> What to produce
Exactly and only the lines from the one with "Note: mark the sky" through the end of the listing are to be transcribed, both ends included.

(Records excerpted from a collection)
___
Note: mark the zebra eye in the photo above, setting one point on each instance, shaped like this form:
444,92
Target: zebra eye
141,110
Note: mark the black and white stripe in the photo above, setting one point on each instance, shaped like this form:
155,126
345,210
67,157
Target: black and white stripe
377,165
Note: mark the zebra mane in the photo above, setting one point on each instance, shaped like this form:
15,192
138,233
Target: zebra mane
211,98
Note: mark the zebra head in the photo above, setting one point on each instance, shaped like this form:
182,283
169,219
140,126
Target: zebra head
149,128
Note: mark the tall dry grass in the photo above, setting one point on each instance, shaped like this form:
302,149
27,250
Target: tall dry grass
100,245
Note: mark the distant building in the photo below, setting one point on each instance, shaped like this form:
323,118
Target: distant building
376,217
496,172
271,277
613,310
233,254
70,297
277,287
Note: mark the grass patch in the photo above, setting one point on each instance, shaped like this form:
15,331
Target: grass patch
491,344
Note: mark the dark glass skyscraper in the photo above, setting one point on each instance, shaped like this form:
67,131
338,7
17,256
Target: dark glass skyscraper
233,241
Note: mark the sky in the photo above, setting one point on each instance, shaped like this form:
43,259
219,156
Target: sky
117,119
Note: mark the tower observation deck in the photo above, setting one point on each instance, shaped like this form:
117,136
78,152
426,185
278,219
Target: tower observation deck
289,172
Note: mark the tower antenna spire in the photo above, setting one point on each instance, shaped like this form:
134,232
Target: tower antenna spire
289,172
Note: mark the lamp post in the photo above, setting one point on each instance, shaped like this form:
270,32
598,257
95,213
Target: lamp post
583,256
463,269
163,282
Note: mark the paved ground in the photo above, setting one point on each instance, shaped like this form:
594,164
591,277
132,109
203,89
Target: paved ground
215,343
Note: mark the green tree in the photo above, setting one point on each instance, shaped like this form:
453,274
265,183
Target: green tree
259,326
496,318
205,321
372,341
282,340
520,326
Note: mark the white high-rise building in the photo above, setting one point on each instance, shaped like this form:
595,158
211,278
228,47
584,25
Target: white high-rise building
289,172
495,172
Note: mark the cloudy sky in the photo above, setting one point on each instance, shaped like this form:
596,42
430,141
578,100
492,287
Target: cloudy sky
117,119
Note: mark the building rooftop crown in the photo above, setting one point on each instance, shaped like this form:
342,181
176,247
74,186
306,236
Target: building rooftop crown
___
> Correct answer
Note: mark the sky in the photo above, setting one point on each instance, shaped like this form:
43,259
219,156
Target: sky
117,119
Note: mark the tower observation deck in the photo above, setting one point on each instance, shaped like this form:
117,136
78,152
426,185
278,219
Target: tower observation deck
289,172
Note: mark the tower antenna spire in the photo above, setting one point on each instance, shaped like this form:
134,232
Target: tower antenna spire
289,172
Note: mark the lamp post in the photo above, setting one point on each instance, shaped like this form:
270,32
598,257
95,213
Target: lamp post
583,256
463,269
163,282
Note: mark the paved ground in the photo above, setting one point on each instance, shaped like this form:
594,164
591,277
132,109
203,89
Target: paved ground
215,343
Note: mark the green tree in the photo above, setting one point on each instance, shaped like this form:
453,274
265,183
Target: green tree
259,326
496,318
205,321
372,341
282,340
520,326
Note: mark the white high-rise building in the photo above, setting one point on each instance, shaped like this form:
595,158
211,278
228,47
584,25
Target: white high-rise building
289,172
495,172
Note: mark the cloudy sky in the photo above, setting one point on each instance, shaped like this form:
596,42
430,141
578,100
492,287
Target: cloudy sky
117,119
Note: mark the building rooftop crown in the photo above, setting one point on each instance, shaped like this form:
342,181
176,247
74,186
306,236
Target: building rooftop crown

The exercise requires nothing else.